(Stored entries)
☆ ☆ ☆ ☆ ☆ ☆ ☆

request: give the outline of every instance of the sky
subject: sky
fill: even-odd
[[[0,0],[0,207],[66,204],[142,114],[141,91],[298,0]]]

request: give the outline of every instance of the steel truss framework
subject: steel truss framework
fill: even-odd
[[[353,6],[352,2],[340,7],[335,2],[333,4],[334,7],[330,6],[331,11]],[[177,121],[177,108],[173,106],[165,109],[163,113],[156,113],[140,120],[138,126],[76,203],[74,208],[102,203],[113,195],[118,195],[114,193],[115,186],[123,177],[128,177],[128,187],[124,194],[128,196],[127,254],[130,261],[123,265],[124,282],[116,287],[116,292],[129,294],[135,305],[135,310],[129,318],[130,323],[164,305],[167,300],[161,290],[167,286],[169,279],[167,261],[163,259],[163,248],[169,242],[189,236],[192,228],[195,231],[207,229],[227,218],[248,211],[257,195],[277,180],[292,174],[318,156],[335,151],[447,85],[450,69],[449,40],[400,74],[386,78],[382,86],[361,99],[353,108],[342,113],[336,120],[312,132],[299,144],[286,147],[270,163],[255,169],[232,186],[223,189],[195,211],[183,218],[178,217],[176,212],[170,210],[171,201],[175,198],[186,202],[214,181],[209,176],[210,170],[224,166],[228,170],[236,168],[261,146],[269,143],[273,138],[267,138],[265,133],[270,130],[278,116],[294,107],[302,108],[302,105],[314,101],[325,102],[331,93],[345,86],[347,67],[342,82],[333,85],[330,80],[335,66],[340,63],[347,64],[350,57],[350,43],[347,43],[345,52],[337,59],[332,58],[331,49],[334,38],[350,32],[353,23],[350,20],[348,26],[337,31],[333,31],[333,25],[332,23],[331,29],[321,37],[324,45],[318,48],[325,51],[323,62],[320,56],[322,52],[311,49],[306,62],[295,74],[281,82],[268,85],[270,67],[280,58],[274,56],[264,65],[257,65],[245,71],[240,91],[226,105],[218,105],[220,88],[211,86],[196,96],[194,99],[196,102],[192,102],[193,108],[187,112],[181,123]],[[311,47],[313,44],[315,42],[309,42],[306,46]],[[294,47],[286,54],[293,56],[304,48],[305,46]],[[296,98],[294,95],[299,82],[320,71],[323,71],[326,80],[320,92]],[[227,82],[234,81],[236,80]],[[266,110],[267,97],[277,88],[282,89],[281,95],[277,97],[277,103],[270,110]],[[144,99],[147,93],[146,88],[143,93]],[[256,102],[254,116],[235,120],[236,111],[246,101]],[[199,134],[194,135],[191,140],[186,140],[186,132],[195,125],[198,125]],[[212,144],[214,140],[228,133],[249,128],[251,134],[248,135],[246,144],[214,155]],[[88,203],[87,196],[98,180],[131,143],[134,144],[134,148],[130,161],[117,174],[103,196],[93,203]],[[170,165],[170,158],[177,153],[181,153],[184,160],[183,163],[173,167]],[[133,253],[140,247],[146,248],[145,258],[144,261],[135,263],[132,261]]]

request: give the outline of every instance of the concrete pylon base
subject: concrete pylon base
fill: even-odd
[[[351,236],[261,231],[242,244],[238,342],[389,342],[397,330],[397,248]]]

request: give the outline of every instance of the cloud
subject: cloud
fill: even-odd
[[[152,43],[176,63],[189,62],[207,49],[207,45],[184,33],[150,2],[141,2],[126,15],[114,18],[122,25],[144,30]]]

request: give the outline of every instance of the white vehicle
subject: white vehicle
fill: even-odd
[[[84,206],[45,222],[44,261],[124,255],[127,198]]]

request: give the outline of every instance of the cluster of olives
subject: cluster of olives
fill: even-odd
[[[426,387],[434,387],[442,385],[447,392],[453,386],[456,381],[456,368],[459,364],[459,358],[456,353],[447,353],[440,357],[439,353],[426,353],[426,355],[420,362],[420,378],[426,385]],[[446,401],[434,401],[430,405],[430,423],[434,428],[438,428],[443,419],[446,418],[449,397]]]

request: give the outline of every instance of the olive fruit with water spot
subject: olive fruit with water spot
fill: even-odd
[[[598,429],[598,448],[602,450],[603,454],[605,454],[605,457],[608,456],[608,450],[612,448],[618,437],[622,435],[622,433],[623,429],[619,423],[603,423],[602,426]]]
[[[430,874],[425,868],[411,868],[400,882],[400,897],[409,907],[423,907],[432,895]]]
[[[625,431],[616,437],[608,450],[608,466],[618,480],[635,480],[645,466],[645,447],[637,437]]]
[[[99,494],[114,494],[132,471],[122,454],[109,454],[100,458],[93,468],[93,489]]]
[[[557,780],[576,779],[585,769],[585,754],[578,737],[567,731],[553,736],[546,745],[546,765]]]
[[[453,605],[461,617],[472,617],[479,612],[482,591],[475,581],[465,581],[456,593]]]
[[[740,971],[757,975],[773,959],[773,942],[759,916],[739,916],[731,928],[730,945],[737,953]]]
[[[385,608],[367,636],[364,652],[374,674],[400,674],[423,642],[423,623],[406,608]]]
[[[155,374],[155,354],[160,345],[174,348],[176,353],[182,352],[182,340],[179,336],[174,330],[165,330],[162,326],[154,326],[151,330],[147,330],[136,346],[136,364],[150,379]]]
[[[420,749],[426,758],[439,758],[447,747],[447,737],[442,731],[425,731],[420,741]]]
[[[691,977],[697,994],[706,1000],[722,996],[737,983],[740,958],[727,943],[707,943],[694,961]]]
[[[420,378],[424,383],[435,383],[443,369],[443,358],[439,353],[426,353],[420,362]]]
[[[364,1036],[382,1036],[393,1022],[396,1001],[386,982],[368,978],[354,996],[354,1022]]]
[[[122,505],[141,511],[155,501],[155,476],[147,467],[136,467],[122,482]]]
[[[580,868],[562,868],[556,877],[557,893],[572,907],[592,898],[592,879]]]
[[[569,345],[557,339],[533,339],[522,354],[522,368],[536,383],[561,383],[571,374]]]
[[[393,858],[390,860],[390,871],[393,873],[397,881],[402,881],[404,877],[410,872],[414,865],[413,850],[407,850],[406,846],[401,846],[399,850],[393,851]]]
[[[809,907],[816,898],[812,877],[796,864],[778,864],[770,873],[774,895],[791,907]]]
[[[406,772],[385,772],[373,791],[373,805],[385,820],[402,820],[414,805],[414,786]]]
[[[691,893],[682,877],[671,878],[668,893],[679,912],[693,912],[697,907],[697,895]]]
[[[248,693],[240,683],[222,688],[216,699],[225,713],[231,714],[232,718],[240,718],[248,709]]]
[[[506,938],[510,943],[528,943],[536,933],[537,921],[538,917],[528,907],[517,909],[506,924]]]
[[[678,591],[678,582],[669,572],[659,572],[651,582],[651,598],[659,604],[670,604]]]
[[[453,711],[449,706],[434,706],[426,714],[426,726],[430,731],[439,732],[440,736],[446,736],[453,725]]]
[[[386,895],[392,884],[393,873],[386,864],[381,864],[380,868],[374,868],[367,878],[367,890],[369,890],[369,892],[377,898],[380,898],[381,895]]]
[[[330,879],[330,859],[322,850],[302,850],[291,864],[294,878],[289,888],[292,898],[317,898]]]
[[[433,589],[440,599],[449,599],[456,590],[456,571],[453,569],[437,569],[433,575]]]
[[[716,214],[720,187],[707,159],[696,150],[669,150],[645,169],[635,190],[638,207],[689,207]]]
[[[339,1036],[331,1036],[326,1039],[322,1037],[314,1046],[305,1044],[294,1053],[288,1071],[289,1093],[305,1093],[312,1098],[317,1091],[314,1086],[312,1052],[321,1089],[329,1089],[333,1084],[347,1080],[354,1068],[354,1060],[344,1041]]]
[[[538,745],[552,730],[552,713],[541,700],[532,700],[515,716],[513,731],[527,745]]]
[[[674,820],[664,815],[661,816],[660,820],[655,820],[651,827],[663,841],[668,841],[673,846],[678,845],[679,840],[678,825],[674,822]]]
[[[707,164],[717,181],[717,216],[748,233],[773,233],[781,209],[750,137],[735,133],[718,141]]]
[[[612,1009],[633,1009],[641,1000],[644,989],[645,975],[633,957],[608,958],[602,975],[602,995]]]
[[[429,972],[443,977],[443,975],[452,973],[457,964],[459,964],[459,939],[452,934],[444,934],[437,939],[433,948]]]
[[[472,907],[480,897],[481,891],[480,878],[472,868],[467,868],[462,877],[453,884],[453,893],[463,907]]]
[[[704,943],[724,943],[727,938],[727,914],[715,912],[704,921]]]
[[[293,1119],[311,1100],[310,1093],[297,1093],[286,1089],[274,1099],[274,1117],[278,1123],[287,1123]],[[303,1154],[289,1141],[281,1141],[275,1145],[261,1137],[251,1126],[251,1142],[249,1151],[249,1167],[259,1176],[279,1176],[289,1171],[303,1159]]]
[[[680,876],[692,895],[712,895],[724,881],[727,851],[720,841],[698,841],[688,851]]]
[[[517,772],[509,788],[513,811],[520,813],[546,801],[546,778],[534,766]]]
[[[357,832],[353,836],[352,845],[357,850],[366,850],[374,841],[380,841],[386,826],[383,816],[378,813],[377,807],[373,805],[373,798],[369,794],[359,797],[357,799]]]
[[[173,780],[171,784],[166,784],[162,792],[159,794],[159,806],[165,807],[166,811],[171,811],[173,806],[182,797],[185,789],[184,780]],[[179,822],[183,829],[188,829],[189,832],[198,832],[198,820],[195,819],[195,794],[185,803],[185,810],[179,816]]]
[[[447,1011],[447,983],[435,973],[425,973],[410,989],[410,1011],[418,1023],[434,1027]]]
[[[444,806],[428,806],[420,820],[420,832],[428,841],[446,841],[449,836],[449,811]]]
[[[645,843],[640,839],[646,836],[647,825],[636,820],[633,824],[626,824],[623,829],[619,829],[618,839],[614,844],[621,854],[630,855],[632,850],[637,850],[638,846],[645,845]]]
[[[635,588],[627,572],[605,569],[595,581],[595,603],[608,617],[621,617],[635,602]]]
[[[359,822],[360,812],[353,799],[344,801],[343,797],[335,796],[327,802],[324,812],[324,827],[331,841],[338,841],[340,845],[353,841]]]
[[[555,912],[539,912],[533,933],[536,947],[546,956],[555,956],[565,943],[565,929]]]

☆ ☆ ☆ ☆ ☆ ☆ ☆

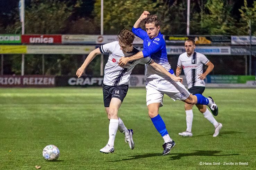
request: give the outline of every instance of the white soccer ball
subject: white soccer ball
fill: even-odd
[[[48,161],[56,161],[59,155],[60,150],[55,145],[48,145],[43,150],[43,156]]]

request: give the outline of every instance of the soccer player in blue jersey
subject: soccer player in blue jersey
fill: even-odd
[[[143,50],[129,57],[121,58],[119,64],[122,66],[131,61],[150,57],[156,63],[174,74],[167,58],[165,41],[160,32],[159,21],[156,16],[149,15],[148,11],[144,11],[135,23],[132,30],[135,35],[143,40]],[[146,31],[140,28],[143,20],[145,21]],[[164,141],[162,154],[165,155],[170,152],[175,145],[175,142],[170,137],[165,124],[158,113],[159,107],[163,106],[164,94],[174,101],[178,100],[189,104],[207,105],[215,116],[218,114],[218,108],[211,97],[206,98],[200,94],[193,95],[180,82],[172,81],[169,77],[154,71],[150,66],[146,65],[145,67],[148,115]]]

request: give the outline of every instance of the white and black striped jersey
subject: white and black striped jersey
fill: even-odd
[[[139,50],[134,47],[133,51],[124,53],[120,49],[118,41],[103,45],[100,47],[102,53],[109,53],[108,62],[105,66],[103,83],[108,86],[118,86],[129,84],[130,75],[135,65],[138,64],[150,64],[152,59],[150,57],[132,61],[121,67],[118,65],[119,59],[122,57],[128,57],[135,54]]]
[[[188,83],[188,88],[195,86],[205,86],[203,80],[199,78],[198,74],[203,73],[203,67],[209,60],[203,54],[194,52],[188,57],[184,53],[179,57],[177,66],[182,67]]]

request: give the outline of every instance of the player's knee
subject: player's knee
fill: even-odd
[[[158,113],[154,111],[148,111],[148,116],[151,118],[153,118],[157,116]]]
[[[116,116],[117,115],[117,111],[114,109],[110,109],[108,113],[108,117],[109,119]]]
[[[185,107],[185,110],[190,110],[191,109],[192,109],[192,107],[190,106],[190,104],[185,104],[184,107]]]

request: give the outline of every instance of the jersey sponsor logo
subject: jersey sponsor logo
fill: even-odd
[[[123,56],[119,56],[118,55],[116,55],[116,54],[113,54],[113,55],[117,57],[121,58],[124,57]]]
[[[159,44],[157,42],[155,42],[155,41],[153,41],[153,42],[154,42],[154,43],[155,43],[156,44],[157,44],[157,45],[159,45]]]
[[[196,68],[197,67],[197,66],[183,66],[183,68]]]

☆ ☆ ☆ ☆ ☆ ☆ ☆

Task directions -> Copy the listing from the line with "request: give the outline of every instance of the sky" up to and including the line with "[[[0,0],[0,207],[66,204],[142,114],[141,91],[298,0]]]", swapping "even-odd" for "nonzero" and keeping everything else unchanged.

Finished exercise ->
request: give the outline of every instance of the sky
subject: sky
fill: nonzero
[[[0,0],[0,207],[66,204],[142,114],[141,91],[298,0]]]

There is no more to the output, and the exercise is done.